## Short task A:
Based on the Chomsky interview excerpt below, say whether each statement agrees with it: (i) Trump cancelled the US-South Korean war games. (ii) Chomsky credits Trump's diplomatic skills for what was achieved in Singapore. (iii) Kessler's article first ran under the title "Not the Whole Story." Answer yes or no for each, quoting the words that decide it.
## Short task B:
In the Chomsky interview excerpt below, what two kinds of deceit does the coverage illustrate?
## Short task C:
According to the Chomsky interview excerpt below, why are liberal commentators' efforts to refute Trump's lies much to his satisfaction?

## Excerpt:
-- START --
Friday, June 22, 2018

Noam Chomsky on Democrats’ Hypocrisy in the Trump Era and Trump's “We are America, bitch” Foreign Policy



Noam Chomsky is as dumb as your average Trump supporter when it comes to economics but he is very good on the overall political scene. Below a snippet from his interview with Truth Out:


Truth Out: Noam, I want to start by asking for your reading of what took place at the Singapore summit, and the way this event was covered in the US media.
Noam Chomsky: It’s reminiscent of Sherlock Holmes and the dog that didn’t bark. What was important was what didn’t happen. Unlike his predecessors, Trump did not undermine the prospects for moving forward. Specifically, he did not disrupt the process initiated by the two Koreas in their historic April 27 [Panmunjom] Declaration, in which they “affirmed the principle of determining the destiny of the Korean nation on their own accord” (repeat: on their own accord), and for the first time presented a detailed program as to how to proceed. It is to Trump’s credit that he did not undermine these efforts, and in fact made a move toward facilitating them by cancelling the US-South Korean war games, which, as he correctly said, are “very provocative.” We would certainly not tolerate anything of the sort on our borders – or anywhere on the planet – even if they were not run by a superpower which not long before had utterly devastated our country with the flimsiest of pretexts after the war was effectively over, glorying in the major war crimes it had committed, like bombing major dams, after there was nothing else to bomb.
Beyond the achievement of letting matters proceed, which was not slight, no “diplomatic skills” were involved in Trump’s triumph.
The coverage has been quite instructive, in part because of the efforts of the Democrats to
outflank Trump from the right. Beyond that, the coverage across the spectrum illustrates quite well two distinct kinds of deceit: lying and not telling relevant truths. Each merits comment.
Trump is famous for the former, and his echo chamber is as well. Liberal commentators exult in totting up and refuting Trump’s innumerable lies and distortions, much to his satisfaction since it provides the opportunity for him to fire up his loyal — by now almost worshipful — base with more evidence of how the hated “Establishment” is using every possible underhanded means to prevent their heroic leader from working tirelessly to defend them from a host of enemies.
A canny politician, Trump surely understands well that the base on which he relies, by now almost the entire Republican Party, has drifted to a surreal world, in part under his influence...
one technique is simply lying, honed to a high art by the Maestro. Another technique is not telling parts of the “whole story” that matter.
To illustrate, consider the analysis of “Trump’s claims about the North Korea deal” by the expert and highly competent fact-checker of The Washington Post, Glenn Kessler. His article originally ran under the title of “Not the Whole Story,” with the title presented in extra-large letters to emphasize the ignominy. Kessler’s acid (and accurate) critique of Trump’s distortions and inventions opens by declaring (again correctly) that “North Korea has a long history of making agreements and then not living up to its obligations,” citing the most crucial case, the September 2005 US-North Korea agreement (under six-power auspices), in which, in the official wording, “The DPRK [North Korea] committed to abandoning all nuclear weapons and existing nuclear programs and returning, at an early date, to the Treaty on the Nonproliferation of Nuclear Weapons and to IAEA [International Atomic Energy Agency] safeguards.”
-- END --
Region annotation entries
-- START --
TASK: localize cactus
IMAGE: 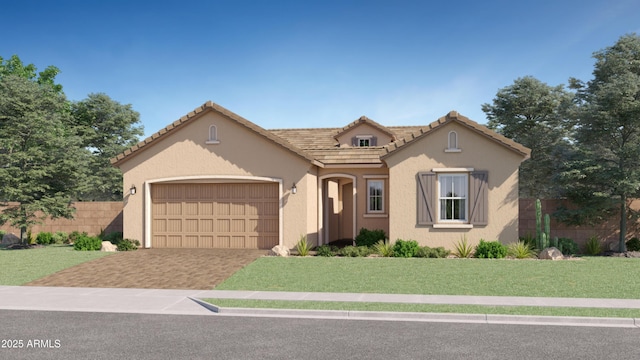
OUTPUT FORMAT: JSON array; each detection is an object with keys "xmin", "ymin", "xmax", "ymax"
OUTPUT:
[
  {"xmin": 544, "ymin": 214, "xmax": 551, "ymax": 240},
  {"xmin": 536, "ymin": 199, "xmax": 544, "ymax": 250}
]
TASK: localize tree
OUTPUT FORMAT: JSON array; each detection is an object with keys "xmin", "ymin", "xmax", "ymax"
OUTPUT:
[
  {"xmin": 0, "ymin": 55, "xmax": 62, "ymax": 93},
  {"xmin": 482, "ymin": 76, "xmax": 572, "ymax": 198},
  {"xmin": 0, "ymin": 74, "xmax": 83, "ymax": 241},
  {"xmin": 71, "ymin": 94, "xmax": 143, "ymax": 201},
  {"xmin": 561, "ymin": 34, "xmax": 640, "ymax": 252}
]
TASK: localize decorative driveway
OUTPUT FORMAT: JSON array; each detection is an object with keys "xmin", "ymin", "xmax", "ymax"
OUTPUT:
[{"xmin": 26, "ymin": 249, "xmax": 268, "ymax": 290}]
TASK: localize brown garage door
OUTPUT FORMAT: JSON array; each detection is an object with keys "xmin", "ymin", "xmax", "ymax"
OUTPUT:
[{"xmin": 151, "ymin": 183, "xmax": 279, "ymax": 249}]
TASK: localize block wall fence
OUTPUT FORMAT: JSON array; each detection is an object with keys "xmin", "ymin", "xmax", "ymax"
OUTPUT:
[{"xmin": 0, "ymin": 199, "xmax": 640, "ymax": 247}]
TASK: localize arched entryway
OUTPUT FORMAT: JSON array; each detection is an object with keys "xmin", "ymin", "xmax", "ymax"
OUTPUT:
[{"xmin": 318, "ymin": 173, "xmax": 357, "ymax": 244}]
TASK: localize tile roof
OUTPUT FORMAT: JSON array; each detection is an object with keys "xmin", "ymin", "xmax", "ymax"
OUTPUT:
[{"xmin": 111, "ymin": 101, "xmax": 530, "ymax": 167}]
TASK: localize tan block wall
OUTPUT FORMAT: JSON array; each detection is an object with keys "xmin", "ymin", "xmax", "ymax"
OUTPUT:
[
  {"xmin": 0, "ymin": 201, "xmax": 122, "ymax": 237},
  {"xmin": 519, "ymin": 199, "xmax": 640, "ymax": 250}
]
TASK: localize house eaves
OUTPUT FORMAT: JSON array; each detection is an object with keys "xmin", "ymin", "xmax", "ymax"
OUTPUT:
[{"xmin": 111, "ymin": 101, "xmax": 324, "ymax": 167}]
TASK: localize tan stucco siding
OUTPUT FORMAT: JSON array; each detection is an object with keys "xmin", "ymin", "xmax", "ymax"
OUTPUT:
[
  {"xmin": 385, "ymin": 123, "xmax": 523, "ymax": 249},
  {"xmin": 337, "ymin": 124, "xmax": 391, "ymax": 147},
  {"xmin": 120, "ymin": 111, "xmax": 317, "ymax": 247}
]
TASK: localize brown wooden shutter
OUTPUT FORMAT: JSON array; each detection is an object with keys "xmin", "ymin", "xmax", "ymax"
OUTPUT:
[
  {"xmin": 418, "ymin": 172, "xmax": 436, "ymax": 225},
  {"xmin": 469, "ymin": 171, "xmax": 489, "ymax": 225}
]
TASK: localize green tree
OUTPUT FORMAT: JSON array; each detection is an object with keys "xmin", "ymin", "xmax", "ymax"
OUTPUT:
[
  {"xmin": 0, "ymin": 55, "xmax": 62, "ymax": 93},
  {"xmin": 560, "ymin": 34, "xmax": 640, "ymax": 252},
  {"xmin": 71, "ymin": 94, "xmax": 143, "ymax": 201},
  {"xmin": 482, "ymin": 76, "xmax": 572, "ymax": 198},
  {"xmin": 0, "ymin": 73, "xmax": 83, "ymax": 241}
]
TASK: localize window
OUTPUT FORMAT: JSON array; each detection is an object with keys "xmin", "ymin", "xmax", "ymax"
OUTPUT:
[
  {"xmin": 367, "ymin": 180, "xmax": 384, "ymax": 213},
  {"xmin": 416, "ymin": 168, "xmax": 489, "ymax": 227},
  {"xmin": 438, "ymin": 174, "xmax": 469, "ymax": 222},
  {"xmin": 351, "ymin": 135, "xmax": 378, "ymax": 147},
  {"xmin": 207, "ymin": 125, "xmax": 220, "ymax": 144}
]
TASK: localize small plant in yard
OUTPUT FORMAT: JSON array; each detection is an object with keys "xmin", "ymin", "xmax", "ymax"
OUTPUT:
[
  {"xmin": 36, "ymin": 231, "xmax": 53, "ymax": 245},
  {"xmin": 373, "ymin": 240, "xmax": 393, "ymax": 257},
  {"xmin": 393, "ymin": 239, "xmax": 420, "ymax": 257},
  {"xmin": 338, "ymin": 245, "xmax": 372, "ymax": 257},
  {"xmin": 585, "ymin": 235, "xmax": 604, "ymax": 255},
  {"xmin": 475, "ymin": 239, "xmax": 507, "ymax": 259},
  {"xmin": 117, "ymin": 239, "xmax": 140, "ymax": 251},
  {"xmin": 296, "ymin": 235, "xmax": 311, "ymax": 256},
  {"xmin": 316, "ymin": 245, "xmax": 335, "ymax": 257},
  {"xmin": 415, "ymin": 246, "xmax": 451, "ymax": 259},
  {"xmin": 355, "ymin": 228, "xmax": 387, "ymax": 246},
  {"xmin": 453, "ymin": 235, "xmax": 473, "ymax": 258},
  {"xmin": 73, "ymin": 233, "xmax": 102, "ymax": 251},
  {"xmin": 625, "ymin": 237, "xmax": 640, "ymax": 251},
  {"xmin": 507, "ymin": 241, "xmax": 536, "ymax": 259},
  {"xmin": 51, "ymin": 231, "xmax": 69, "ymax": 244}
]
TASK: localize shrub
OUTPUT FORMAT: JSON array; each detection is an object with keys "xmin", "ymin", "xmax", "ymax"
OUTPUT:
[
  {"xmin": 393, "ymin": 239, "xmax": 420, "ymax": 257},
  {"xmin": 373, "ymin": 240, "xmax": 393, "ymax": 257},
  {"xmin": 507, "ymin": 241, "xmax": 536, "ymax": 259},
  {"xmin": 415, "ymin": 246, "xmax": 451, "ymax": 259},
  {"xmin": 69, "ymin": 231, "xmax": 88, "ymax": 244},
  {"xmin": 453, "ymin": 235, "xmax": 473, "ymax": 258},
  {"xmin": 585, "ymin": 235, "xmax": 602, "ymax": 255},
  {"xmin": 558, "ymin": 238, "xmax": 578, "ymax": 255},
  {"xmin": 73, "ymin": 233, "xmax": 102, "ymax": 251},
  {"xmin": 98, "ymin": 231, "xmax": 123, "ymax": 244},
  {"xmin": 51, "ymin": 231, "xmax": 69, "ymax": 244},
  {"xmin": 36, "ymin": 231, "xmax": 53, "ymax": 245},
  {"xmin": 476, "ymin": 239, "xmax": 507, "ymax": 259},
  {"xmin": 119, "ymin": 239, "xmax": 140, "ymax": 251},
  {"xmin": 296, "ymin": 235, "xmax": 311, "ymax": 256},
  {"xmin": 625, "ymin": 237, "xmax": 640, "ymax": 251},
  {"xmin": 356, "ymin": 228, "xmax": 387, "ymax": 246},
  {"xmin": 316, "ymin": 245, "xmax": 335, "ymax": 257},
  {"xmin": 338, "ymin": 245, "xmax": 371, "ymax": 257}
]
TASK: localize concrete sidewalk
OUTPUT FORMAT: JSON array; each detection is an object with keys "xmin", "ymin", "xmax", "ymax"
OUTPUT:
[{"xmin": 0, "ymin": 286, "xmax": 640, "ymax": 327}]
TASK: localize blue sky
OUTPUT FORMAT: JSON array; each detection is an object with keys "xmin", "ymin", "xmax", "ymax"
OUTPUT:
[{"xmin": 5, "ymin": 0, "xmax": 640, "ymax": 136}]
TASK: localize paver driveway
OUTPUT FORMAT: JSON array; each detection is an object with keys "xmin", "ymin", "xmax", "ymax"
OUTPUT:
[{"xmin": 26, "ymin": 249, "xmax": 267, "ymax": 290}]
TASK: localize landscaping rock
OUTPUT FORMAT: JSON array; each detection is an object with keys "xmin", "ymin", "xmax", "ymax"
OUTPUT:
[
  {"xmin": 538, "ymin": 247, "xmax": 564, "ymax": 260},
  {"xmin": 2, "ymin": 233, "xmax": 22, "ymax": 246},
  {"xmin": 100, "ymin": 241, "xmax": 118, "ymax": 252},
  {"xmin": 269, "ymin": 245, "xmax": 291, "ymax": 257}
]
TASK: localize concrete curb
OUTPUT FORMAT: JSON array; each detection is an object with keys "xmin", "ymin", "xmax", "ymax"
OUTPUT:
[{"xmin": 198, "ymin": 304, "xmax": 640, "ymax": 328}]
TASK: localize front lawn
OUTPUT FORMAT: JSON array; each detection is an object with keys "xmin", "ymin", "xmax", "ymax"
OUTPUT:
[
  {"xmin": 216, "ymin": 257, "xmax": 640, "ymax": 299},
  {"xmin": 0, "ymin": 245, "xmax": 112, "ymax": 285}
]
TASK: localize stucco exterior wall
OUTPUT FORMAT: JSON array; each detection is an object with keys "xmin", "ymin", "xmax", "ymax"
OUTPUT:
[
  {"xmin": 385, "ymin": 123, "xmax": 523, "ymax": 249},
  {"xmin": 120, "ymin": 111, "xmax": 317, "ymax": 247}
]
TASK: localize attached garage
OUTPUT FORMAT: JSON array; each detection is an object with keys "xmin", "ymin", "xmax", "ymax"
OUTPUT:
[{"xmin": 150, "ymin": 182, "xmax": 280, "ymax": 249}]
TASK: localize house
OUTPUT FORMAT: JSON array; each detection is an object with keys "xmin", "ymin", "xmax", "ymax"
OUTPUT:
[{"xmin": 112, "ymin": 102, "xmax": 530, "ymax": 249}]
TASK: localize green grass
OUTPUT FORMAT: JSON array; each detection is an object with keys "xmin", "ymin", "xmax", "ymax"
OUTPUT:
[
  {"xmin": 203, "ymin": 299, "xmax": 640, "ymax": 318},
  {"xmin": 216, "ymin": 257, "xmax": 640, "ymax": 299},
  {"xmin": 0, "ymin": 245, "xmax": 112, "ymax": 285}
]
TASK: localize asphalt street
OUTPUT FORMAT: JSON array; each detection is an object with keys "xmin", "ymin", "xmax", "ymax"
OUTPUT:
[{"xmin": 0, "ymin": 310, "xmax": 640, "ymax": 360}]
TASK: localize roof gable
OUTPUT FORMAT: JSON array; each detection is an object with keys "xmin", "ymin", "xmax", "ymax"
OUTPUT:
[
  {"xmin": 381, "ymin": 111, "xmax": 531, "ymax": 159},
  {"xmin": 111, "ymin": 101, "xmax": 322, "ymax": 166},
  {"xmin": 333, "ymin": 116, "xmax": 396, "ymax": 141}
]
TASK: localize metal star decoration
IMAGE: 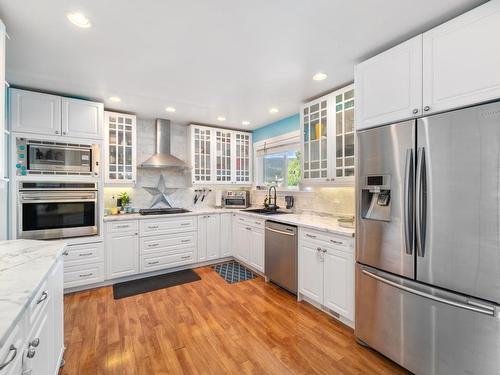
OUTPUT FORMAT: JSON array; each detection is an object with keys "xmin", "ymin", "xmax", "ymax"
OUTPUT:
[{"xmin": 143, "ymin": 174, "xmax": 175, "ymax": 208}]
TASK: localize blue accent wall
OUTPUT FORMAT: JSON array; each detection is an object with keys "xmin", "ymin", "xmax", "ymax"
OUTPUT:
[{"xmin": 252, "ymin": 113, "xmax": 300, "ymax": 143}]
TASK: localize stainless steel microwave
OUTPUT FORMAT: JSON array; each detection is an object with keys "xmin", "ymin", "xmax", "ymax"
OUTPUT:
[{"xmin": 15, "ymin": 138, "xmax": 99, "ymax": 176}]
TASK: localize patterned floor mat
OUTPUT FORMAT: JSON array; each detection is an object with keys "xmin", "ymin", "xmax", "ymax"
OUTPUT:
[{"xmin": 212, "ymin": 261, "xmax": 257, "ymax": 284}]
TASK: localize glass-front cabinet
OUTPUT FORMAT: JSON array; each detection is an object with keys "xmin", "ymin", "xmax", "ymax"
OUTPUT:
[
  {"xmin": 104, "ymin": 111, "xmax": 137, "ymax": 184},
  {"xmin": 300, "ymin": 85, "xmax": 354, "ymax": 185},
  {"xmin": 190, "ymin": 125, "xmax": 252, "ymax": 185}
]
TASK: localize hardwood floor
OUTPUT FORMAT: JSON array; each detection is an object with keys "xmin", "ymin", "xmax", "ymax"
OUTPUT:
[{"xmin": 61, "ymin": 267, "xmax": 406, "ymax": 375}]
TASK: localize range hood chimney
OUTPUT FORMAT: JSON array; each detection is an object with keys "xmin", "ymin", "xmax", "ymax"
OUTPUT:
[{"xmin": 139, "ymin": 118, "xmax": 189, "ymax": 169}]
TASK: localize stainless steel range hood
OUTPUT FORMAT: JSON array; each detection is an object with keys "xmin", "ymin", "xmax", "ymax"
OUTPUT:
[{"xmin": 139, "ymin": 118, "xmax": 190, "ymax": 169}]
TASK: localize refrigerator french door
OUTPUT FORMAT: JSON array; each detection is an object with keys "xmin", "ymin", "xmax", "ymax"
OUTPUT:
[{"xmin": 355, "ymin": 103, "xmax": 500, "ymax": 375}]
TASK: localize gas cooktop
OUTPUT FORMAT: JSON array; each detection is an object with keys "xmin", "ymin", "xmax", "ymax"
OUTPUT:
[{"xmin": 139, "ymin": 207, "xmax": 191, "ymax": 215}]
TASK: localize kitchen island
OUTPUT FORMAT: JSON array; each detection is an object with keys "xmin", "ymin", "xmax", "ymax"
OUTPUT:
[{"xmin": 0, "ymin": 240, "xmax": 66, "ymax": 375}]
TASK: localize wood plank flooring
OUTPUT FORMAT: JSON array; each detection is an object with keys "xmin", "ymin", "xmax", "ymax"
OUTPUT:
-- END --
## Full output A:
(i) Yes: "made a move toward facilitating them by cancelling the US-South Korean war games"
(ii) No: "no “diplomatic skills” were involved in Trump’s triumph."
(iii) Yes: "His article originally ran under the title of “Not the Whole Story,”"

## Full output B:
Lying and not telling relevant truths.

## Full output C:
Refuting his lies gives Trump the opportunity to fire up his loyal, almost worshipful base. He can present it as more evidence that the hated "Establishment" is using every possible underhanded means to stop their heroic leader from defending them against a host of enemies.